§ EXERCISE DESCRIPTION:
Your task is to set down the line containing "Can you find the grass" and every later line of the entries, word for word, including the last.

Natural-language object grounding data:

*** Begin section ***

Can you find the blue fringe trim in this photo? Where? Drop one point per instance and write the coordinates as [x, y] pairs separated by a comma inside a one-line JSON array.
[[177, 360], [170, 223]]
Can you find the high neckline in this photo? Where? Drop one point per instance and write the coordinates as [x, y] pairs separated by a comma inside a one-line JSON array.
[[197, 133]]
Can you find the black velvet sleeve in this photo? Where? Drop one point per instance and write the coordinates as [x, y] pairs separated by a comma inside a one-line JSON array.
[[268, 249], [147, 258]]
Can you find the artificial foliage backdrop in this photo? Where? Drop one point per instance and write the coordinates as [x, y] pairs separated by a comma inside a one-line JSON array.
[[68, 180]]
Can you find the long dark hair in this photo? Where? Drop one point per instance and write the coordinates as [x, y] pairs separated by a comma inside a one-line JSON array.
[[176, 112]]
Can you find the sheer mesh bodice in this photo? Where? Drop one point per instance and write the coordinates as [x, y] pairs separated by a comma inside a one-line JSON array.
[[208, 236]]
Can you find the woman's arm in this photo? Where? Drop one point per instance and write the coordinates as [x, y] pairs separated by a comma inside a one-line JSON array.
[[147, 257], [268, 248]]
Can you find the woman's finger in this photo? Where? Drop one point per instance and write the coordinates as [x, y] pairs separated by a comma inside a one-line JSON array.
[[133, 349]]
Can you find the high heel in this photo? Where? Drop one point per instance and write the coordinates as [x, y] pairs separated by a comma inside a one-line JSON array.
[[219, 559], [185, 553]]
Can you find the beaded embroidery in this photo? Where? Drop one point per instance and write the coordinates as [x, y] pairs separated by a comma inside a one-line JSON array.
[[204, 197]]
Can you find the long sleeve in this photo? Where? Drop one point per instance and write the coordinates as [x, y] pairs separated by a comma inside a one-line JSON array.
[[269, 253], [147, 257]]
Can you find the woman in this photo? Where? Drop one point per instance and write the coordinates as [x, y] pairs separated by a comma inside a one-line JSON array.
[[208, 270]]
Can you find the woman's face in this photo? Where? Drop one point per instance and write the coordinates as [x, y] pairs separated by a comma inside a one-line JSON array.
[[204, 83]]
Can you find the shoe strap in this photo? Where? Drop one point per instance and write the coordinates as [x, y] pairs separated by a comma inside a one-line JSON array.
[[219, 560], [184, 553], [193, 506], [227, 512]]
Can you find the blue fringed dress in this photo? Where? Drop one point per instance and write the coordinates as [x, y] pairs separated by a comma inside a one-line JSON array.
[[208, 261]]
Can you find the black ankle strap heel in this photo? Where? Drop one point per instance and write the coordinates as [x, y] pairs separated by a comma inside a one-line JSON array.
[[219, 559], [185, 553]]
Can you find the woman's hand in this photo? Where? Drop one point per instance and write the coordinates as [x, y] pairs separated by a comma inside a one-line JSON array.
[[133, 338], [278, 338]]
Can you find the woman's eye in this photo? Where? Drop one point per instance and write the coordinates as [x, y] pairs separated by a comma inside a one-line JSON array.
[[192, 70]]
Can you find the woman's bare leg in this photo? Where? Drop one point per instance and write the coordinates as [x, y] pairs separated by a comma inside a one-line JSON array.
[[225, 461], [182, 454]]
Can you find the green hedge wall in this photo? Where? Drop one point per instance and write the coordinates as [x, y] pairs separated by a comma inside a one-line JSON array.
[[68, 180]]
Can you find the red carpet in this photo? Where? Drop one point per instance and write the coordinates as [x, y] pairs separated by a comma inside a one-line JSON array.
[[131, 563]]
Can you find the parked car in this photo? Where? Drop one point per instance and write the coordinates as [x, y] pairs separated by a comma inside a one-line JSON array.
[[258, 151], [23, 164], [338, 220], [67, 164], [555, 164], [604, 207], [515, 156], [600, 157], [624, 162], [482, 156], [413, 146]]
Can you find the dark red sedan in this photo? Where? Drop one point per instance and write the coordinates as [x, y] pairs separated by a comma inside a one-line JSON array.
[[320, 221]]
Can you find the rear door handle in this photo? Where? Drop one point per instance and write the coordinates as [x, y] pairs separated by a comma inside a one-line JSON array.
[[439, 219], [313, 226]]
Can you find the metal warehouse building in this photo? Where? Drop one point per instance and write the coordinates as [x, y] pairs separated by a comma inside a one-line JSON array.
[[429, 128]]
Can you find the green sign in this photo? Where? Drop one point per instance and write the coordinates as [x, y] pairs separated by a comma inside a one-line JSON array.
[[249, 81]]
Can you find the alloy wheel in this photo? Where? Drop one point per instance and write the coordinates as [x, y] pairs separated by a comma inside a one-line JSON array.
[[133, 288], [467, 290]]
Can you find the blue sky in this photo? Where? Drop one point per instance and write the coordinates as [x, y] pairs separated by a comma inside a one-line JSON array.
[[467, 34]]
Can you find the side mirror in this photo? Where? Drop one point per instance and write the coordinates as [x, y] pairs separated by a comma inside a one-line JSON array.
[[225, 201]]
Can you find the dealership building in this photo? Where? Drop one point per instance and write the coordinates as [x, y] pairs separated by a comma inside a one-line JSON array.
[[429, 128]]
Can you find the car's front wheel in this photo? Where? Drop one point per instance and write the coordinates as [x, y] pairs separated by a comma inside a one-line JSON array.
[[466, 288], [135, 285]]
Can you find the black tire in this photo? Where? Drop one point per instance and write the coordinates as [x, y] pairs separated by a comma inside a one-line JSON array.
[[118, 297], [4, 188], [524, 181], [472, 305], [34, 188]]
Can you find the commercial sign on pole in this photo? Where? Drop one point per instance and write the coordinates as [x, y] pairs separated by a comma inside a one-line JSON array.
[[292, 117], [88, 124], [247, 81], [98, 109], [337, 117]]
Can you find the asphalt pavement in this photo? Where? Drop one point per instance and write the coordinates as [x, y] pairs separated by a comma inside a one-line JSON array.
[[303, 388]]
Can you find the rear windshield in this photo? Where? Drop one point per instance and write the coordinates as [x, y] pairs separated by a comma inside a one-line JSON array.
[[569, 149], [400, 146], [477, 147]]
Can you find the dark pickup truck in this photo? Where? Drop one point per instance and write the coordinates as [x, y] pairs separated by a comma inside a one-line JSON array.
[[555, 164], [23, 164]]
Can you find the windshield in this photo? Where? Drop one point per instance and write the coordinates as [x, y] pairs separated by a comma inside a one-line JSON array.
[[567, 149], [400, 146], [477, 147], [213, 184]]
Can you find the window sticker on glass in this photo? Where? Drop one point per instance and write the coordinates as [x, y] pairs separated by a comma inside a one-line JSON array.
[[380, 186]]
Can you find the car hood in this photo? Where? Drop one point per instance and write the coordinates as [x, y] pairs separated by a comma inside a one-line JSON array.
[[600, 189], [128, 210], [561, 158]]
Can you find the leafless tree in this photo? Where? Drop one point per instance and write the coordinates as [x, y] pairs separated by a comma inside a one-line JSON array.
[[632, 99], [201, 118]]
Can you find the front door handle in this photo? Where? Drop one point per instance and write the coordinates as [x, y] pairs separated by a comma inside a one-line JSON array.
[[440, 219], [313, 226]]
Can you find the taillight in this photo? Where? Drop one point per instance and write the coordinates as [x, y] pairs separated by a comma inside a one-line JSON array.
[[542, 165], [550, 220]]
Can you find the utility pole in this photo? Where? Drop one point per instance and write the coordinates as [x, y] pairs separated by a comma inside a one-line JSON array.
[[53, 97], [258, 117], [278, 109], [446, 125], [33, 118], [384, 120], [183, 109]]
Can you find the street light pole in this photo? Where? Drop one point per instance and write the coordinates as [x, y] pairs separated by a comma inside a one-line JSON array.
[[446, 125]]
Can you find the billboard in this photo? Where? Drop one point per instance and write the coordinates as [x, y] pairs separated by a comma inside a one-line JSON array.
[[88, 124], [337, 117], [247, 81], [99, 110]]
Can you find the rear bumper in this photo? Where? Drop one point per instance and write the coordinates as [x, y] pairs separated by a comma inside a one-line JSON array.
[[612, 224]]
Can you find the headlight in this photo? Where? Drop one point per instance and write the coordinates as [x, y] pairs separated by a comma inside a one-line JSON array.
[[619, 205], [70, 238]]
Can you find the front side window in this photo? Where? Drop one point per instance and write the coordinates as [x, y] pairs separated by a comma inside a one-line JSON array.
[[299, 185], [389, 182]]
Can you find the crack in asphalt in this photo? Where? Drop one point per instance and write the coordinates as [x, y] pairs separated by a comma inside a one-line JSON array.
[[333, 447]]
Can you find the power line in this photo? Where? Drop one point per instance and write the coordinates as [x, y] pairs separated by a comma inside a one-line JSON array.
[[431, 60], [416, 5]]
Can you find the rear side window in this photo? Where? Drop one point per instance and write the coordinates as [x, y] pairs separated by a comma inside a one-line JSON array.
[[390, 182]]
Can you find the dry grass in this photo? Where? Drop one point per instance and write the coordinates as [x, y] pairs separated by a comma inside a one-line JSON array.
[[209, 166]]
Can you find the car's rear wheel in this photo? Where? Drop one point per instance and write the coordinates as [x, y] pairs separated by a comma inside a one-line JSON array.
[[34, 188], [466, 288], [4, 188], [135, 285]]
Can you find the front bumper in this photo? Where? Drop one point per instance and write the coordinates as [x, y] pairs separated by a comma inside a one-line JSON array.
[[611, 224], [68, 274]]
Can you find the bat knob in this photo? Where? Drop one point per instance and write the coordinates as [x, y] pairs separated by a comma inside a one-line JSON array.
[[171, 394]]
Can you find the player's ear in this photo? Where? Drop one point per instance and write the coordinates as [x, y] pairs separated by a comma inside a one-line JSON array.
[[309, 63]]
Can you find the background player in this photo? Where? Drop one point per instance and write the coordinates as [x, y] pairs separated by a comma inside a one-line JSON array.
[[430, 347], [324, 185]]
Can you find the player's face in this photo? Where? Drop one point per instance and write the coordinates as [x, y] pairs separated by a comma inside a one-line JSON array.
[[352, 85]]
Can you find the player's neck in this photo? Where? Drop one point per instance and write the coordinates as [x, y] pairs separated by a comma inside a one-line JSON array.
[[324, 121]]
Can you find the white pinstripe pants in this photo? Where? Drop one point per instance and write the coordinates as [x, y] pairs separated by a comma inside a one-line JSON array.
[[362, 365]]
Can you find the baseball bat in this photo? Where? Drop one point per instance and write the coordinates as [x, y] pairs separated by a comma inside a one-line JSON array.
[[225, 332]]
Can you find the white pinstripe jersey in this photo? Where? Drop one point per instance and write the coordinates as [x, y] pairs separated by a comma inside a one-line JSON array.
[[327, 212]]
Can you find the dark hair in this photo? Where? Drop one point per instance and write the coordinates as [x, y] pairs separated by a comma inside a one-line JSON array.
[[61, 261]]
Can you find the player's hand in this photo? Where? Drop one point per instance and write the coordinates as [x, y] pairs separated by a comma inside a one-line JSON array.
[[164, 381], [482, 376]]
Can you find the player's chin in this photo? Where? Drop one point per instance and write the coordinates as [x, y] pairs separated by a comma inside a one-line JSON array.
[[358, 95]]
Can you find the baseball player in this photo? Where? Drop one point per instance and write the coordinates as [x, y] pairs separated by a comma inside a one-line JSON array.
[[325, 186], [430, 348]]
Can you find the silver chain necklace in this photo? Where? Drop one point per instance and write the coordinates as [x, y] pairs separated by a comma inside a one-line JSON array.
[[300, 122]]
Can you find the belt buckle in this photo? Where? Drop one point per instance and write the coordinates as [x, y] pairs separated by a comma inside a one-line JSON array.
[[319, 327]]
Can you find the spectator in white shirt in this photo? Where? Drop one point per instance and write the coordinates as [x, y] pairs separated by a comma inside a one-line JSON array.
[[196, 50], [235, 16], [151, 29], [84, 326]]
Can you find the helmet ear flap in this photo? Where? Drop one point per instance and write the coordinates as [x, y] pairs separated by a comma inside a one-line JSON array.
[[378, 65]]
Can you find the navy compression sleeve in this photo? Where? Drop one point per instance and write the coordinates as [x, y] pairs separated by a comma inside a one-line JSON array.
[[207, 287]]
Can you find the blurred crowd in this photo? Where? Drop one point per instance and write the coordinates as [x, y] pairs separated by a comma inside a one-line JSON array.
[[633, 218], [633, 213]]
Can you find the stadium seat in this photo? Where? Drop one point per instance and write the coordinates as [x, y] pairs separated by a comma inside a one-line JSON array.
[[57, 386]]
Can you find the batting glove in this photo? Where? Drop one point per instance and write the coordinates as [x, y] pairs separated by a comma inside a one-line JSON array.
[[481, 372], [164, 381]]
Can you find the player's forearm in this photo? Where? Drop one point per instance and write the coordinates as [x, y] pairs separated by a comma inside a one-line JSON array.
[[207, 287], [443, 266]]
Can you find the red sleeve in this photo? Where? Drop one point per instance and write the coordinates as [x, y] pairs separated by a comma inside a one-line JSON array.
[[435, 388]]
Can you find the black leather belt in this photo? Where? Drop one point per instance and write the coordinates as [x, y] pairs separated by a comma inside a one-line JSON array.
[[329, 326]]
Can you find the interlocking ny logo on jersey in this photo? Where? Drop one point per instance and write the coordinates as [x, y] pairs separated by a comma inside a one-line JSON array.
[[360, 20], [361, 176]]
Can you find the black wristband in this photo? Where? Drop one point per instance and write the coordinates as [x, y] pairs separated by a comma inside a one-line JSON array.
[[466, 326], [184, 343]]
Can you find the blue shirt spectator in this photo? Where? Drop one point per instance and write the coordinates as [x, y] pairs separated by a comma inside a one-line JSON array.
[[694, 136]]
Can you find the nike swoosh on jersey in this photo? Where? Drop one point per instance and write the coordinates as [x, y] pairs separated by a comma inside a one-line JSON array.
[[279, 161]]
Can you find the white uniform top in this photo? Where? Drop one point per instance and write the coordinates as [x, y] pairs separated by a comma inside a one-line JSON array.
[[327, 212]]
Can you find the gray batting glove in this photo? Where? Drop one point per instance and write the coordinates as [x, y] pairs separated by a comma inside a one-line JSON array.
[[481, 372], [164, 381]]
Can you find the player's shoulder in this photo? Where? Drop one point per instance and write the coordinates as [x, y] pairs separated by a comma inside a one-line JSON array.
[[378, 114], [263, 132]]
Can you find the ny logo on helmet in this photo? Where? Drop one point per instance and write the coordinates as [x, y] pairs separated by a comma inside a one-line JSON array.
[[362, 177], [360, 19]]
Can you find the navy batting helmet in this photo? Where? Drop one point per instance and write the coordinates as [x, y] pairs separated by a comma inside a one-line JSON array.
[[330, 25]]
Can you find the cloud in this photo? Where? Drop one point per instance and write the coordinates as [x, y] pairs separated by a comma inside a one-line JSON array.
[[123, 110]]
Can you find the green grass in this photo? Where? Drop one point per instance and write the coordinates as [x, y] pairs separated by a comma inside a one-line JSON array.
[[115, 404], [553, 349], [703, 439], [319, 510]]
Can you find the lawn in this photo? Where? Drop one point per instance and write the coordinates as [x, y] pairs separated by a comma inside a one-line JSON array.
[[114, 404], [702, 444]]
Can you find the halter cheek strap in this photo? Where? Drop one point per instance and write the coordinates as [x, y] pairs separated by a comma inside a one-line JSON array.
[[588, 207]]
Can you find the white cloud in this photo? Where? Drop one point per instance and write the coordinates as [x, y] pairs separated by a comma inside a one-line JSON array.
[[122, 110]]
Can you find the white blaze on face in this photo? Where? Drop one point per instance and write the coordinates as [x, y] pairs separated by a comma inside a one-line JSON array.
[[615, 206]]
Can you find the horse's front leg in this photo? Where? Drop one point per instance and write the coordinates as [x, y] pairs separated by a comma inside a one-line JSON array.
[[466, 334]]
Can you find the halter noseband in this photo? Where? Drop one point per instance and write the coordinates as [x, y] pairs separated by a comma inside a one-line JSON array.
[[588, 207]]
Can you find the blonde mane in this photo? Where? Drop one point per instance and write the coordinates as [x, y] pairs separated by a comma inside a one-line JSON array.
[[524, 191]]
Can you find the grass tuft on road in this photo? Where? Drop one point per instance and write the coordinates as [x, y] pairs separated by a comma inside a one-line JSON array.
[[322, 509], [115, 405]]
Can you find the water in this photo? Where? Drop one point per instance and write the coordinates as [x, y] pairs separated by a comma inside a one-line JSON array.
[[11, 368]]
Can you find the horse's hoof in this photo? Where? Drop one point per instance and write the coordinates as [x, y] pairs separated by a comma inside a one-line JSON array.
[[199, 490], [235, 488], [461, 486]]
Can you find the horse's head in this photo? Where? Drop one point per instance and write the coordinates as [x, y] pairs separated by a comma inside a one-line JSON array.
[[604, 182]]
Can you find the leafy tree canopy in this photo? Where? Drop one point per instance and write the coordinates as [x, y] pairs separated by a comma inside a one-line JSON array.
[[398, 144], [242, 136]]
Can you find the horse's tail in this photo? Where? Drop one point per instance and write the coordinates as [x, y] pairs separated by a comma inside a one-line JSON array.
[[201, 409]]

*** End section ***

§ TASK RESULT:
Can you find the grass tuft on road in this photo? Where? Drop one point per instance and write the coordinates as [x, y] pairs separated by a comma inside a one-line JSON array.
[[322, 509], [115, 405]]
Can you find the water in this photo? Where? Drop one point per instance and write the coordinates as [x, y] pairs separated by a comma inside a one-line JSON array.
[[11, 368]]
Can you find the horse's hoof in this photo? Where? Drop one point per instance and write the coordinates as [x, y] pairs separated by a comma inside a one-line JSON array.
[[199, 490], [235, 488], [461, 486]]
Can you find the horse's head in this photo? Where? Drop one point per instance and write the coordinates as [x, y] pairs separated by a comma inside a one-line JSON array.
[[604, 182]]
Can you find the leafy tree canopy in this photo? Where? Drop one point per instance and write the coordinates as [x, y] pairs separated by a comma inside a one-line JSON array.
[[398, 144], [242, 136]]
Can you find the horse's tail in this photo? Where? Drop one point per instance and write the coordinates as [x, y] pairs separated by a comma inside a one-line JSON array.
[[201, 409]]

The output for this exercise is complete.